■ Consegne dell'esercizio ■
• 1. Nell'articolo su Macerata, quante persone di pelle nera vengono colpite dal giovane marchigiano?
• 2. In base all'articolo su Macerata, spieghi in una-tre frasi perché il giovane marchigiano scarica la pistola su persone di pelle nera.
• 3. Prosegua l'articolo su Macerata a partire dal punto in cui il testo si interrompe.

■ Estratto della pagina ■
Il Fatto 8.2.18
Macerata e i nostri famosi “valori”
di Daniela Ranieri
La
cronaca nera ha regalato alla campagna elettorale un giocattolo
pericoloso e conturbante. La duplice vicenda di Macerata, a un mese dal
voto più rischiosamente anti-democratico della Storia repubblicana,
assume l’aspetto di un mostro a due teste di potente carica allegorica.
Una ragazza appena maggiorenne viene fatta a pezzi a Macerata
presumibilmente da un nigeriano, che confessa di averla condotta da uno
spacciatore per la sua ultima dose di eroina e poi in casa sua; un
giovane marchigiano decide di “vendicarla” scaricando la sua pistola
addosso a sei persone di pelle nera a caso.

■ Dati forniti ■
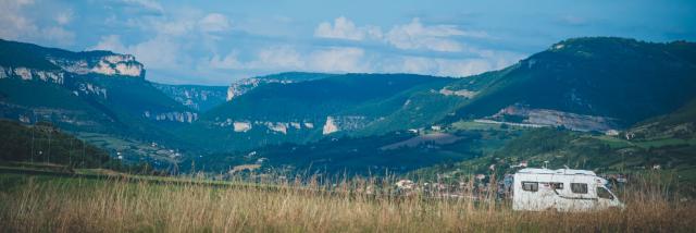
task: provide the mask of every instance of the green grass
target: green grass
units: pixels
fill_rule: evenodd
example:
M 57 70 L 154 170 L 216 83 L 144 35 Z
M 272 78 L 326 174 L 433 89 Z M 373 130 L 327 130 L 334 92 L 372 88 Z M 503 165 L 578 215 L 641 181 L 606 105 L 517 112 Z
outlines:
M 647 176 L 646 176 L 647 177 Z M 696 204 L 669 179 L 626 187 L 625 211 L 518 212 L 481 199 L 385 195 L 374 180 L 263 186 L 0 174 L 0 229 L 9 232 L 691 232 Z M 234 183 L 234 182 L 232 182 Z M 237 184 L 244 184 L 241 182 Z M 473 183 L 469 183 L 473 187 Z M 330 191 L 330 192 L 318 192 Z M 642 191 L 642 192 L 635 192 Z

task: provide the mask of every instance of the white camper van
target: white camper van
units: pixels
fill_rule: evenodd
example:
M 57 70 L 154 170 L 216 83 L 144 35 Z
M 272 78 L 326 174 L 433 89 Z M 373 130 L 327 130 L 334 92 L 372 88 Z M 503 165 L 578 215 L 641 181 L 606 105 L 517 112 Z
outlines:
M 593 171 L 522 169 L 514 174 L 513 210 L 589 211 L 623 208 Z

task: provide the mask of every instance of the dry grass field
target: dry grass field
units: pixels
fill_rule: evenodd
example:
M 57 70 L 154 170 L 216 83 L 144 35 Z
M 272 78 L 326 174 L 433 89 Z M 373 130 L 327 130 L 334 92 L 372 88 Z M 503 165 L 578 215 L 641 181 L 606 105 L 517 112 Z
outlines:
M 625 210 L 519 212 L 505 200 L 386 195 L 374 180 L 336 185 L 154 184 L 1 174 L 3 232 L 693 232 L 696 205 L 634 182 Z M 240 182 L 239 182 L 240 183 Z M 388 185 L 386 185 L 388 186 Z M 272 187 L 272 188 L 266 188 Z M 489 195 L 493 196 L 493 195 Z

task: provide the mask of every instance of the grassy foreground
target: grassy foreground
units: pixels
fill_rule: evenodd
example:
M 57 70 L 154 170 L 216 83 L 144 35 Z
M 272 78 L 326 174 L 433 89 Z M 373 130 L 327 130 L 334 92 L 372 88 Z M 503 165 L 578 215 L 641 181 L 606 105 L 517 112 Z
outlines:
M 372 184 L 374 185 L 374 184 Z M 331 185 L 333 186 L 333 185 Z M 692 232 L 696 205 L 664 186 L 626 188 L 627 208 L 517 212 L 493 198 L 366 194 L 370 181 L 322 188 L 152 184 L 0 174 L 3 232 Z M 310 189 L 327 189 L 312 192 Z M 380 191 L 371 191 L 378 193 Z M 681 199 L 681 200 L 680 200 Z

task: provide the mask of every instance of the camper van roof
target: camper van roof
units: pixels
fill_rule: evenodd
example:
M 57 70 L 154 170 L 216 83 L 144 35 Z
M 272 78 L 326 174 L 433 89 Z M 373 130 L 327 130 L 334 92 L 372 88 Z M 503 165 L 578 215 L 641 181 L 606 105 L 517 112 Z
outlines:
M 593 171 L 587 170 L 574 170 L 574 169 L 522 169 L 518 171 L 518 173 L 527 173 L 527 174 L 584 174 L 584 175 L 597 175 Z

...

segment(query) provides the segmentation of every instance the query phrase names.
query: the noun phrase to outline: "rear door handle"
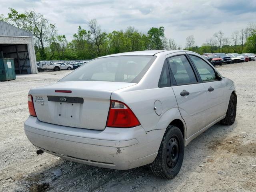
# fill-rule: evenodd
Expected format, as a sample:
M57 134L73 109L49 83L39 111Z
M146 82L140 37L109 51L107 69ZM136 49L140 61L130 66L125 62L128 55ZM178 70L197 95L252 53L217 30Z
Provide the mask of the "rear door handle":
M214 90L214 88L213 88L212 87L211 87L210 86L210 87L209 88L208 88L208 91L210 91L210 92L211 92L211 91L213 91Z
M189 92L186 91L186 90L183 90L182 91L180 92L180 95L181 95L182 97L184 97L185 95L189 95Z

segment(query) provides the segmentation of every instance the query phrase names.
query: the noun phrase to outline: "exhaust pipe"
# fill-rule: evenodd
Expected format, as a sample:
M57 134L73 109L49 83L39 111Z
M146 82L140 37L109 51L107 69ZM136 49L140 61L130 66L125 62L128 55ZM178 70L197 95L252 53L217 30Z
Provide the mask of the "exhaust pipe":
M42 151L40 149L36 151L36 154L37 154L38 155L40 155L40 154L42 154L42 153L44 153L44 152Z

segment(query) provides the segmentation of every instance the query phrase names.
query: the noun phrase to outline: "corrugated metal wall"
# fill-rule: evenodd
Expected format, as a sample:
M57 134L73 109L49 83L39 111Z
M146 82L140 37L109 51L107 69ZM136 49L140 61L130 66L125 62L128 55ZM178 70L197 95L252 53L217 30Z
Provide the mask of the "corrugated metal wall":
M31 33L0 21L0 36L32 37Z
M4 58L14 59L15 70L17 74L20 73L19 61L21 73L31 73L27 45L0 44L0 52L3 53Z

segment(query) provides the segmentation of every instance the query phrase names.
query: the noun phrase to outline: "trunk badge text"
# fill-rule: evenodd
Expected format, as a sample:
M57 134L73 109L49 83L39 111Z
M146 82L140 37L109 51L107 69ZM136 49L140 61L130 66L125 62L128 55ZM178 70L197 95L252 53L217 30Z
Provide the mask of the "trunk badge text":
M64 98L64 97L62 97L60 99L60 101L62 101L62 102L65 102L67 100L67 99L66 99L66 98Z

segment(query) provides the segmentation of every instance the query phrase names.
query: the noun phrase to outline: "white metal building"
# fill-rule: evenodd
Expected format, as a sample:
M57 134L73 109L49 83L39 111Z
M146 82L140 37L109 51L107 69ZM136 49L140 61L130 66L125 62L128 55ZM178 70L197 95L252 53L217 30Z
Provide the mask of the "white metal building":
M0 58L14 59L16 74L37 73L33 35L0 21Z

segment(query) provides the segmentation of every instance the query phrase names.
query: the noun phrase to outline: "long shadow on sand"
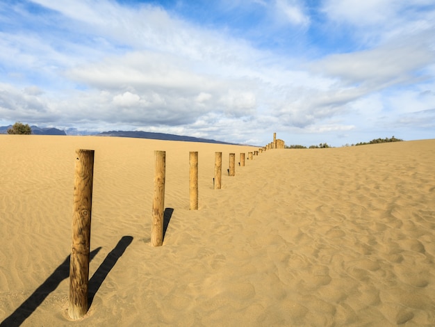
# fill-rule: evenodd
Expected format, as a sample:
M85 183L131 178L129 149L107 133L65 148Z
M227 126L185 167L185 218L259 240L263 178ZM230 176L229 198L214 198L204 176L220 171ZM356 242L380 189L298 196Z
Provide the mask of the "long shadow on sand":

■ Risposte attese ■
• 1. Sei persone, colpite a caso.

• 2. Il giovane marchigiano decide di "vendicare" la ragazza appena maggiorenne fatta a pezzi, presumibilmente da un nigeriano. Per questo scarica la pistola addosso a sei persone di pelle nera scelte a caso.

• 3.
Il linguaggio non è
mai innocente. Per chi detiene o vuole assumere il potere sapendo di non
poter contare sulla forza persuasiva dei dati razionali, l’evento è
ghiotto. Mentre il cadavere della ragazza giace a pezzi sul tavolo
autoptico, Salvini accusa la sinistra accogliente di avere “le mani
sporche di sangue”, dimenticando che la cosiddetta sinistra si è
guardata bene dal toccare la vigente Bossi-Fini, inasprita semmai con le
misure anti-sbarchi, ma pro-galere libiche, di Minniti. In conseguenza
del raid razzista, il nigeriano diventa il capro espiatorio della “bomba
sociale dell’immigrazione”, come dice B., che sorpassa Salvini
vaneggiando di deportazioni di massa, e di Renzi, che abbraccia
l’assurda contro-deduzione imputandone però la responsabilità a B. (“Se
in Italia arrivano i migranti è per colpa della guerra in Libia e il
premier allora era lui”). Le sei vittime sono innocenti del reato
ascrittogli da Traini, ma colpevoli di risiedere sul nostro sacro suolo,
e per ciò stesso sono potenziali criminali.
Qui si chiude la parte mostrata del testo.